Task brief: State how many lines in the entries below contain the string "feather", counting only exact matches in case, and give only the number.

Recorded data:
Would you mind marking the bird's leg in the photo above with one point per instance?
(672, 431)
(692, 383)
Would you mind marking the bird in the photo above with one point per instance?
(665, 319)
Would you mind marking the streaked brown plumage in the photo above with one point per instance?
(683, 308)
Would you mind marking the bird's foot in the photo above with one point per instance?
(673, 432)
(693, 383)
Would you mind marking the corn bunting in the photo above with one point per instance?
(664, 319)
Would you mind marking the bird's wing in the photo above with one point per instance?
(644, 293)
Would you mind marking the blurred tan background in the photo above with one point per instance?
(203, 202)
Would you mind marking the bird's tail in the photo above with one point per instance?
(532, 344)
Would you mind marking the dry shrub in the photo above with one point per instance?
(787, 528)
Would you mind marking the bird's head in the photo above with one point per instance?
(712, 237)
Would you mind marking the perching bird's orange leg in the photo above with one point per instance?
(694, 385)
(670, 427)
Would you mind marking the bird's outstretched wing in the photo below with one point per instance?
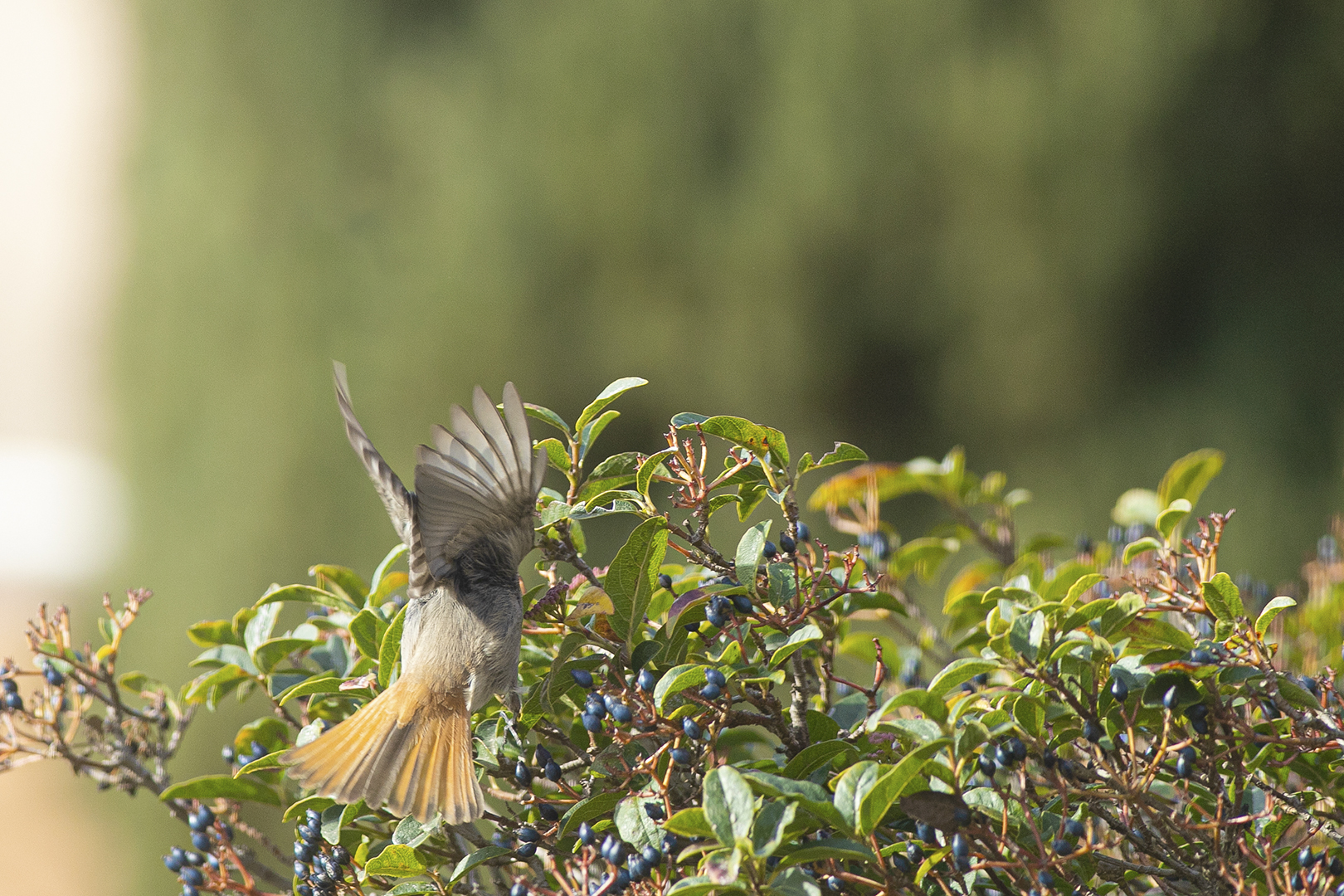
(399, 503)
(477, 483)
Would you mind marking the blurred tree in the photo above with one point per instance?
(1071, 236)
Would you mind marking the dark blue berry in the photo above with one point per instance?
(582, 676)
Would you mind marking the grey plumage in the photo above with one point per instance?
(466, 527)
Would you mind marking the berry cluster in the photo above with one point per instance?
(319, 865)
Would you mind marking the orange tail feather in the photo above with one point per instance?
(409, 748)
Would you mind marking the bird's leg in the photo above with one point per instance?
(513, 709)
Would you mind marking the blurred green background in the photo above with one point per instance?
(1079, 238)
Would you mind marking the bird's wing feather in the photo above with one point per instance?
(480, 481)
(396, 497)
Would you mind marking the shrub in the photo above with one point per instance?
(702, 716)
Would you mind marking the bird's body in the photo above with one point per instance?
(466, 527)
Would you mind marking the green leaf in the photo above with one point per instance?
(1142, 546)
(1171, 518)
(852, 786)
(758, 440)
(958, 672)
(208, 635)
(1137, 507)
(605, 398)
(398, 860)
(269, 761)
(750, 547)
(635, 824)
(269, 653)
(1224, 597)
(589, 436)
(1187, 477)
(644, 479)
(839, 455)
(930, 705)
(797, 640)
(260, 626)
(923, 557)
(632, 578)
(791, 881)
(347, 581)
(1272, 610)
(875, 804)
(305, 594)
(689, 822)
(368, 631)
(226, 786)
(728, 805)
(828, 848)
(299, 807)
(472, 860)
(587, 809)
(557, 455)
(816, 755)
(771, 824)
(323, 683)
(546, 416)
(392, 648)
(1082, 586)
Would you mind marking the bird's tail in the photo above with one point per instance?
(409, 748)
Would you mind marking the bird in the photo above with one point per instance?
(466, 527)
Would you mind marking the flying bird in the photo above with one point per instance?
(466, 527)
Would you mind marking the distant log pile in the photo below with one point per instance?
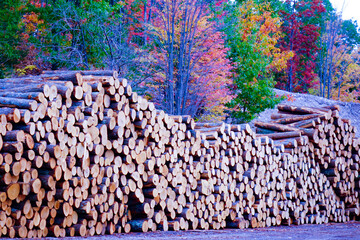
(81, 154)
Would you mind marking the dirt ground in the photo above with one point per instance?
(348, 110)
(349, 230)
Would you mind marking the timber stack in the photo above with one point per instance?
(82, 154)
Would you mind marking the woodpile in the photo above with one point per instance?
(82, 154)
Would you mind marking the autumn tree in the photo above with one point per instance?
(254, 55)
(301, 30)
(192, 69)
(11, 12)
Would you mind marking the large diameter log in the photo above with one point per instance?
(19, 103)
(275, 127)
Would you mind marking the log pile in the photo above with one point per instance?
(82, 154)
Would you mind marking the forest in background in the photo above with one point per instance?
(204, 58)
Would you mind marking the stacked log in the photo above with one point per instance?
(82, 154)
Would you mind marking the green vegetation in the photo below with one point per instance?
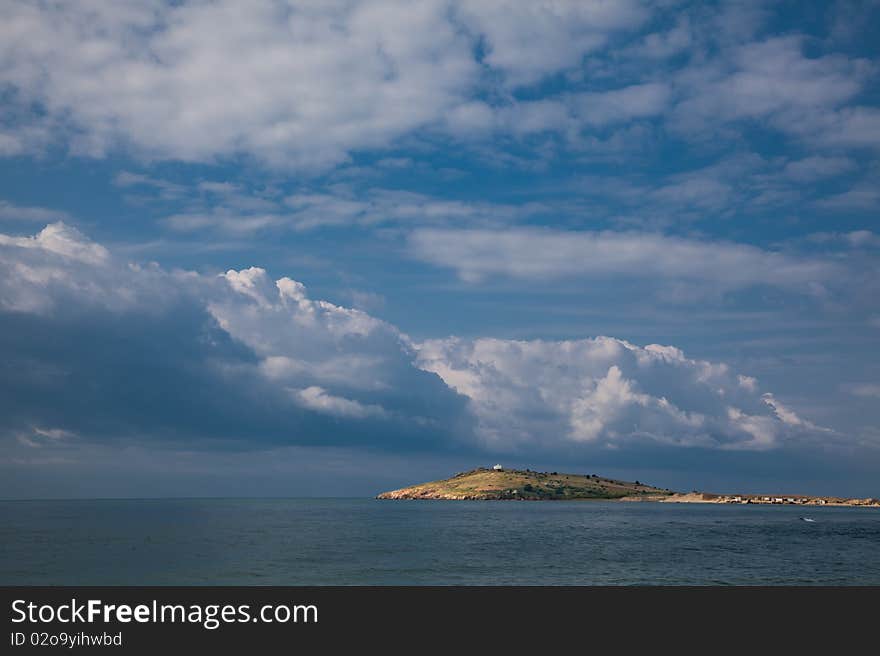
(488, 484)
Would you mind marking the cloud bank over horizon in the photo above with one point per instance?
(635, 233)
(270, 365)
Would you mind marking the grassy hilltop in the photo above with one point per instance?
(513, 484)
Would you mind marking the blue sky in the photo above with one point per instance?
(250, 249)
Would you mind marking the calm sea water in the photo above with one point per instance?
(364, 541)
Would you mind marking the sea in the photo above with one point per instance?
(372, 542)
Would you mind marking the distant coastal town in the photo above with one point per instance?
(705, 497)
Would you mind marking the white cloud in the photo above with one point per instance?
(292, 84)
(23, 213)
(811, 169)
(527, 40)
(773, 81)
(334, 361)
(63, 240)
(238, 213)
(866, 390)
(546, 254)
(317, 398)
(607, 392)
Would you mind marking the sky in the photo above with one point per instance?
(328, 248)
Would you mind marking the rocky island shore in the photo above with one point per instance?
(500, 484)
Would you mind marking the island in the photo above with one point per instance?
(484, 484)
(500, 484)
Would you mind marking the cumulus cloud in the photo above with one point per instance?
(137, 352)
(607, 392)
(309, 84)
(14, 212)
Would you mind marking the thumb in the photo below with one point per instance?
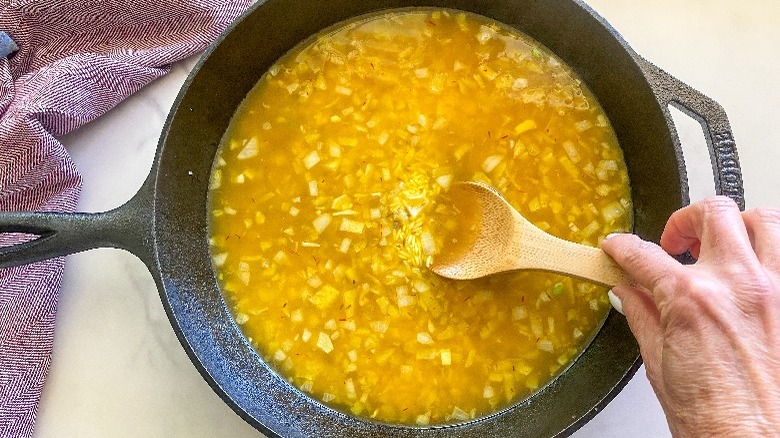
(644, 321)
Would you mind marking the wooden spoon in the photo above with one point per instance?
(503, 240)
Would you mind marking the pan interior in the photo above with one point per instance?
(201, 116)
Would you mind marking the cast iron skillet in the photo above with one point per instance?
(165, 224)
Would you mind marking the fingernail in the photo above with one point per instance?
(615, 301)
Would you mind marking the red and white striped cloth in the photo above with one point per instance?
(77, 59)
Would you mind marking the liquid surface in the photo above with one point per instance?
(329, 195)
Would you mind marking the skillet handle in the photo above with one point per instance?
(127, 227)
(717, 130)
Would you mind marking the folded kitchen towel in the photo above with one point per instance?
(76, 59)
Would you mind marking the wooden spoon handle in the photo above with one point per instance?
(592, 264)
(565, 257)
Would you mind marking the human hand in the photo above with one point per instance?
(709, 333)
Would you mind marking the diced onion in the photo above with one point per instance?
(250, 149)
(324, 343)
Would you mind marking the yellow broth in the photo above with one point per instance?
(331, 182)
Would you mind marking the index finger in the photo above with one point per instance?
(647, 263)
(715, 222)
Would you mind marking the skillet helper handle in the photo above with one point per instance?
(717, 130)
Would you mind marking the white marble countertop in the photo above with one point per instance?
(117, 368)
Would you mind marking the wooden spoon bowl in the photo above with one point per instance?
(503, 240)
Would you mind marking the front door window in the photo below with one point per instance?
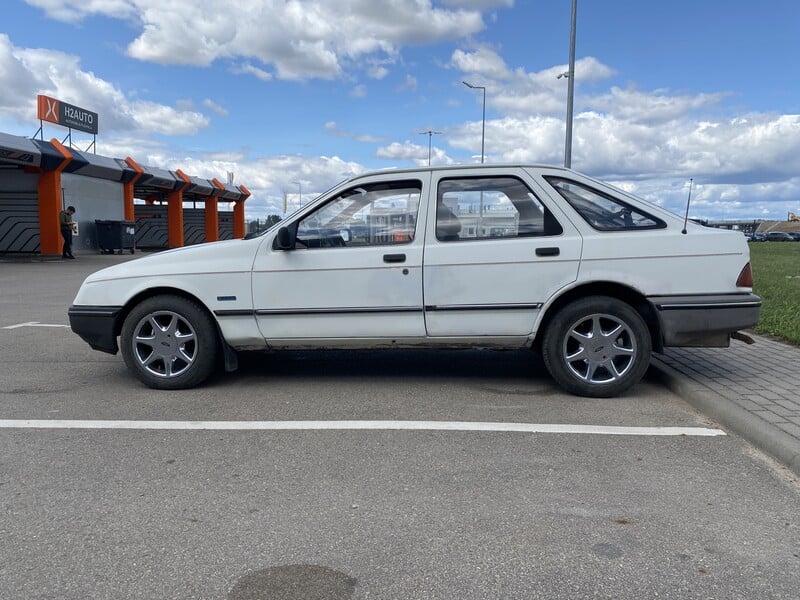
(372, 215)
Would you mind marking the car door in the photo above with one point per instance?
(353, 272)
(496, 251)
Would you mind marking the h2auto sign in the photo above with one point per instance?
(66, 115)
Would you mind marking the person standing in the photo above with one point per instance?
(66, 223)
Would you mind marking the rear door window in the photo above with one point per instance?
(602, 211)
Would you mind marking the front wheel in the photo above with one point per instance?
(597, 346)
(169, 343)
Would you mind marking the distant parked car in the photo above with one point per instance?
(453, 257)
(779, 236)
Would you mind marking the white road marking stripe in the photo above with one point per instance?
(33, 324)
(359, 425)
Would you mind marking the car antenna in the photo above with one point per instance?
(688, 200)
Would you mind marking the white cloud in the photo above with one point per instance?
(359, 91)
(217, 108)
(299, 40)
(249, 69)
(73, 11)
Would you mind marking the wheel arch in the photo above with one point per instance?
(158, 291)
(632, 297)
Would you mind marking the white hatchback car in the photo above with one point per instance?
(482, 256)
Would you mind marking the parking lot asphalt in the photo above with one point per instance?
(751, 389)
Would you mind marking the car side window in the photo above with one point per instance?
(601, 211)
(479, 208)
(377, 214)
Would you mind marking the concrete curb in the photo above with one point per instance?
(752, 428)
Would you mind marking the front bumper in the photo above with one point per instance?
(704, 321)
(97, 326)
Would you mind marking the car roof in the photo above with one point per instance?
(459, 167)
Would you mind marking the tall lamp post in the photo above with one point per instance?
(299, 192)
(483, 125)
(430, 135)
(570, 75)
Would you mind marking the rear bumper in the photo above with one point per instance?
(96, 325)
(704, 321)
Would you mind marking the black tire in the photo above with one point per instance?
(170, 343)
(597, 347)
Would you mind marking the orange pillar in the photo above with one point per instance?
(175, 214)
(127, 189)
(212, 219)
(49, 188)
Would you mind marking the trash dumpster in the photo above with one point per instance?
(115, 235)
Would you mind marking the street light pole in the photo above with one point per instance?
(430, 135)
(570, 86)
(483, 121)
(299, 192)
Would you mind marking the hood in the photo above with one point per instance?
(212, 257)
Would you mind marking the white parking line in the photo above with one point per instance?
(359, 425)
(33, 324)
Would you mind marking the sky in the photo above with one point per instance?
(294, 96)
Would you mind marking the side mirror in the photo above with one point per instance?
(283, 240)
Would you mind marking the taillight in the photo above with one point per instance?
(745, 277)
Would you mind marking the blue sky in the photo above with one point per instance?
(316, 90)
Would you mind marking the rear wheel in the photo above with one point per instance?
(597, 346)
(169, 343)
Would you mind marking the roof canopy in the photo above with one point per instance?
(153, 182)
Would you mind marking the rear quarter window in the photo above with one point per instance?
(602, 211)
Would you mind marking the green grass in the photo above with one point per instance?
(776, 274)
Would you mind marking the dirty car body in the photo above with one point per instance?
(489, 256)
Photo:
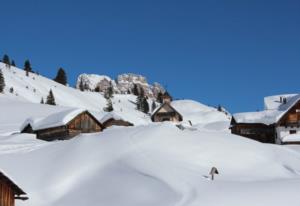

Exercise result: 2